## TO-DO LIST
1) In the defence committee transcript, which organization does Paul Ingram head as Executive Director?
2) Condense the paragraph of the defence committee transcript that begins "I think the question I was trying to uncover" into a short bulleted list that keeps its main points.
3) Continue the defence committee transcript from its last sentence.

┌─ EXCERPTED PASSAGE

Evidence of meeting #50 for National Defence in the 41st Parliament, 1st Session. (The original version is on Parliament’s site, as are the minutes.) The winning word was nato.

A recording is available from Parliament.

On the agenda

MPs speaking

Also speaking

Jennifer Welsh  Co-Director, Oxford Institute for Ethics, Law and Armed Conflict, University of Oxford
Paul Ingram  Executive Director, British American Security Information Council

4:20 p.m.

Prof. Jennifer Welsh

I think the question I was trying to uncover is really what kind of Canadian Forces would provide the most influence mainly in multilateral efforts, whether we're thinking of NATO or UN types of operations. If you took the Libya example, you would say you want advanced interoperable aircraft. That would allow you the most effective participation in multilateral efforts. If you're thinking about Afghanistan, you might conclude that it's a flexible, adaptable army, although strategic lift can help greatly in that respect as well.

Canada is obviously making a decision to invest in its own security through investments in the air force and the navy for home defence, if you will, but also for some multilateral operations, and it wants to invest wisely in terms of its capability for these multilateral efforts.

└─
┌─ ROWS

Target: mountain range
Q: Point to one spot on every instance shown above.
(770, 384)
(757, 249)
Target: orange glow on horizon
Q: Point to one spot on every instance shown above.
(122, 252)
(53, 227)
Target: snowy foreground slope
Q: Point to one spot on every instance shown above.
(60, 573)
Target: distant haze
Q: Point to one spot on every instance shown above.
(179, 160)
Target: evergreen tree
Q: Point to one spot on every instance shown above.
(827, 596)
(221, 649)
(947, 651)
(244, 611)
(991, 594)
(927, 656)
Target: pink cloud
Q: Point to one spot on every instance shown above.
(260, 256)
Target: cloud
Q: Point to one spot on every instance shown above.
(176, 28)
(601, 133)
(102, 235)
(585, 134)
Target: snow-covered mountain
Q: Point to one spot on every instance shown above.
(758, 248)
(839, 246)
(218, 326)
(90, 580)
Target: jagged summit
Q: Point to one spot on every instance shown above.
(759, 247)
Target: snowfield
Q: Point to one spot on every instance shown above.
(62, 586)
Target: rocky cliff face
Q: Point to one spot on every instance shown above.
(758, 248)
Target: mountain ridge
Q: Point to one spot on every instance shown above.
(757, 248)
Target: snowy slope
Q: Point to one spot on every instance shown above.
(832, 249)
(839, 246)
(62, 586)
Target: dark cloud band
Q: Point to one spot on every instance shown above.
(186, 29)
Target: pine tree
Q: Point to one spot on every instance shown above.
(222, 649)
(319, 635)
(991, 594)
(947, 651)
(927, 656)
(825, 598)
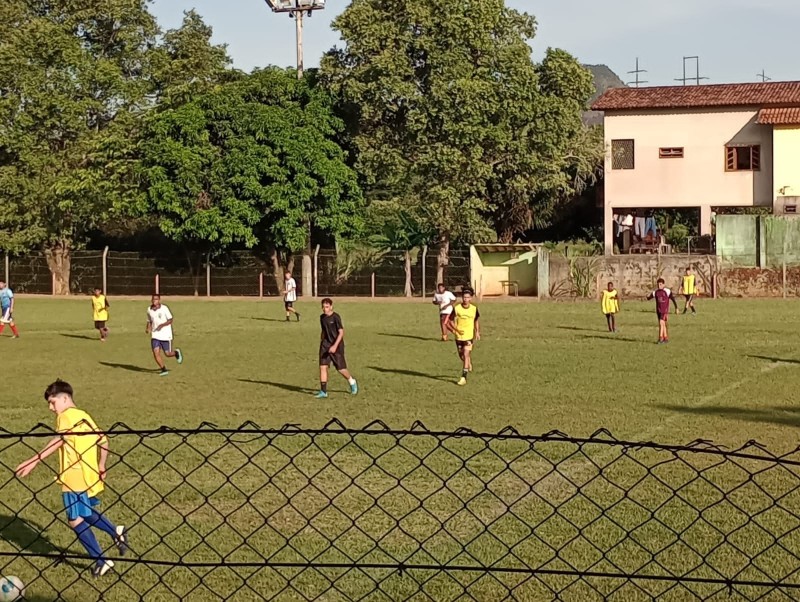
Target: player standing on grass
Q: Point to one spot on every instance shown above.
(159, 327)
(7, 309)
(82, 470)
(290, 296)
(331, 349)
(663, 297)
(445, 300)
(464, 324)
(610, 306)
(689, 290)
(100, 313)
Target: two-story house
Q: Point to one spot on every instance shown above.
(728, 145)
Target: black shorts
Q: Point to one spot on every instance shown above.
(337, 359)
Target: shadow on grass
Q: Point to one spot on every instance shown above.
(414, 373)
(29, 537)
(284, 386)
(405, 336)
(776, 360)
(128, 367)
(611, 337)
(782, 415)
(85, 337)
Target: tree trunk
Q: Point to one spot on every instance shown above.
(59, 260)
(407, 261)
(443, 259)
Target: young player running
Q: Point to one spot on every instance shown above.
(610, 306)
(81, 473)
(689, 290)
(100, 313)
(290, 296)
(7, 309)
(663, 297)
(465, 325)
(445, 300)
(159, 327)
(331, 349)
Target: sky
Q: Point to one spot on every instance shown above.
(735, 39)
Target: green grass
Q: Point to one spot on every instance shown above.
(730, 374)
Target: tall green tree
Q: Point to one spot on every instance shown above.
(451, 113)
(251, 164)
(73, 78)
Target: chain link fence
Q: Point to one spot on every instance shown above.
(239, 274)
(379, 514)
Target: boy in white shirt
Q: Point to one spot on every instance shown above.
(290, 296)
(159, 327)
(445, 300)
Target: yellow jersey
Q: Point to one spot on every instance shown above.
(610, 302)
(79, 456)
(100, 308)
(464, 319)
(689, 287)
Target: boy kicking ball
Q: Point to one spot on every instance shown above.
(81, 473)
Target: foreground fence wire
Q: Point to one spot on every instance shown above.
(381, 514)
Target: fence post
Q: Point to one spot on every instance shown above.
(105, 270)
(208, 275)
(315, 292)
(424, 271)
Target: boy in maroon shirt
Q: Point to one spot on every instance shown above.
(663, 296)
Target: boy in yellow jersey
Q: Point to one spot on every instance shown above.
(689, 290)
(81, 472)
(100, 313)
(610, 306)
(464, 324)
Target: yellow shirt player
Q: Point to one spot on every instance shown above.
(100, 313)
(610, 306)
(82, 452)
(465, 325)
(689, 290)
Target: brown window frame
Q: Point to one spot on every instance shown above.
(670, 152)
(623, 143)
(732, 157)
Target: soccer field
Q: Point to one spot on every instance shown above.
(729, 374)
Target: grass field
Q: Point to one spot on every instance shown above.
(730, 374)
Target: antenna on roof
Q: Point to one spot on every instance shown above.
(637, 71)
(696, 77)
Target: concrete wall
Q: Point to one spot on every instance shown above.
(786, 148)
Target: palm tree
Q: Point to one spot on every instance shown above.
(404, 233)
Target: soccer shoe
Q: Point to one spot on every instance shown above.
(121, 541)
(101, 568)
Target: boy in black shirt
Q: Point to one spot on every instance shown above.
(331, 349)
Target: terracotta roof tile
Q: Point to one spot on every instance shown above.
(779, 116)
(689, 97)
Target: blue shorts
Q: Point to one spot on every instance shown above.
(165, 346)
(79, 505)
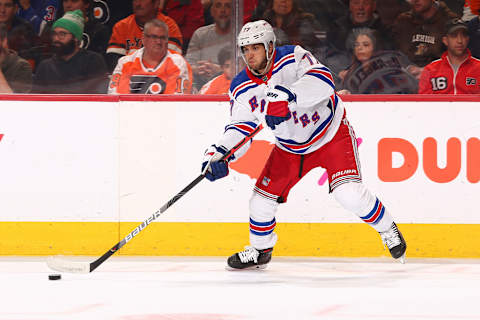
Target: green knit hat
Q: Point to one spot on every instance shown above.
(72, 21)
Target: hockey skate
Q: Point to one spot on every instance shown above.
(250, 258)
(394, 241)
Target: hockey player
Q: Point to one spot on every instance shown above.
(289, 90)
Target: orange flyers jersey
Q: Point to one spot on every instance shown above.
(172, 76)
(127, 35)
(218, 85)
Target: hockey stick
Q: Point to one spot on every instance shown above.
(61, 264)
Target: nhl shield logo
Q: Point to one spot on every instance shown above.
(470, 81)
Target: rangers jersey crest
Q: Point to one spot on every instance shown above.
(314, 117)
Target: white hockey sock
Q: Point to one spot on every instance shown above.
(262, 222)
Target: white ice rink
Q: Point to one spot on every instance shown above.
(201, 289)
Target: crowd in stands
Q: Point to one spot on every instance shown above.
(188, 46)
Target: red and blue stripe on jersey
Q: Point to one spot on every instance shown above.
(323, 74)
(376, 214)
(262, 228)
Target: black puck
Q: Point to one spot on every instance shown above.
(54, 277)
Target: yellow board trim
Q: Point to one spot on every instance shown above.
(222, 239)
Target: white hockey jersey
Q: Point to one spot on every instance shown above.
(315, 117)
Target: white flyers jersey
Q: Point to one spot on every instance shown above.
(314, 118)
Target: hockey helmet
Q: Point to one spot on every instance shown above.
(256, 32)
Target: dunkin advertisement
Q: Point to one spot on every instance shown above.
(421, 158)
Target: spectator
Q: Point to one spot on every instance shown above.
(249, 10)
(389, 10)
(361, 15)
(474, 33)
(21, 36)
(301, 27)
(72, 69)
(375, 71)
(470, 10)
(152, 69)
(38, 12)
(109, 12)
(127, 33)
(418, 32)
(206, 43)
(325, 11)
(221, 83)
(188, 14)
(456, 72)
(15, 72)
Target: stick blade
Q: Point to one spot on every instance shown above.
(61, 264)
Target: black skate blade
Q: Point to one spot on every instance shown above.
(257, 267)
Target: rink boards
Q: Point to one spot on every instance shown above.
(78, 174)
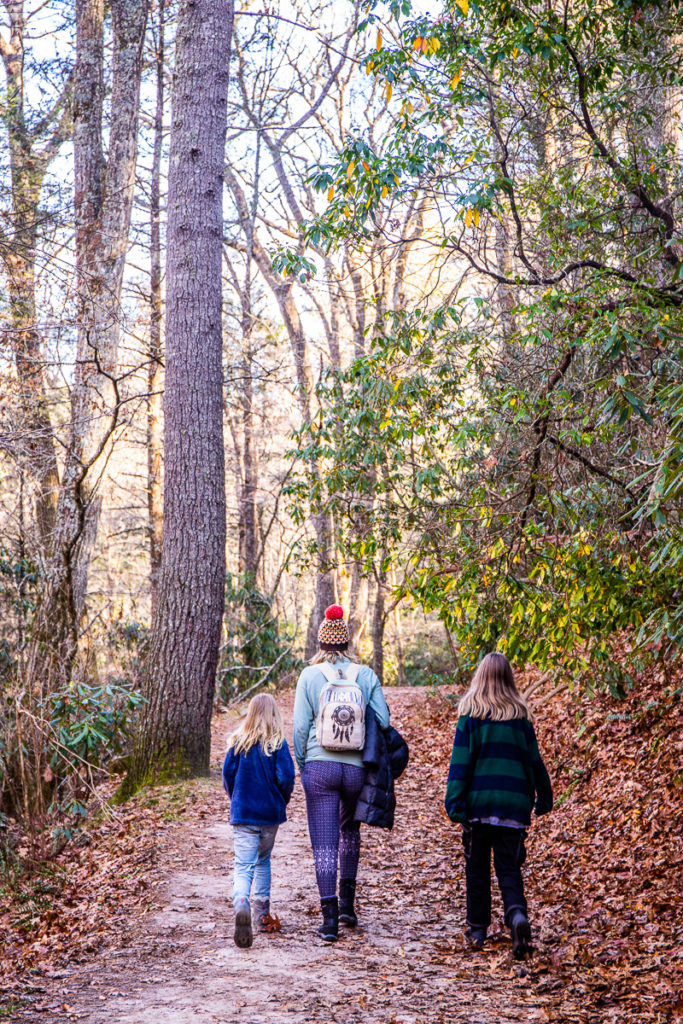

└─

## ANSWERS BELOW
1) The British American Security Information Council.

2)
- The central question is which kind of Canadian Forces would give Canada the most influence in multilateral efforts such as NATO or UN operations.
- The Libya example points to advanced interoperable aircraft as the most effective way to take part.
- The Afghanistan example points to a flexible, adaptable army, with strategic lift also helping greatly.

3)
The only suggestion I was making is that the F-35s will involve a trade-off. They may very well mean, unless other kinds of changes are made, less money for the flexible, adaptable army. It's just understanding what those trade-offs might be.

I'm making an assumption about a fixed pool of resources and I'm also completely aware of the other calls on taxpayers' money, so you're in a world of trade-offs. I'm just trying to explore what the implications might be. It might mean we would have less capacity to put boots on the ground where needed, but there may be scenarios in which we could combine F-35s with maintaining that capability.

To an extent it's just the challenges of our own North American space increasingly requiring our resources. It was really only in 2005 that North America came to be seen as a theatre of operations in its own right. That, obviously and rightly, is taking up a great deal of our thinking and our resources in terms of defence.

I don't know if that's helpful.

4:20 p.m.

Conservative

Mark Strahl Conservative Chilliwack—Fraser Canyon, BC

It will give us something to think about, that's for sure.

You mentioned something else that caught my attention. You mentioned whether NATO should have an accountability mechanism or whether there should be greater accountability to the UN when NATO is operating under a UN mandate.

I've heard some criticisms in the past that NATO doesn't want to be seen as the muscle for the UN. How do you reconcile those two—the need or the desire for NATO to remain independent and the UN's desire to ensure that they're not acting outside of a UN mandate?

It's probably a question that doesn't have an easy answer, but it was something that did twig some questions for me. I'd ask you to expand a little further on how you see NATO's relationship to the Security Council being practically applied.

4:25 p.m.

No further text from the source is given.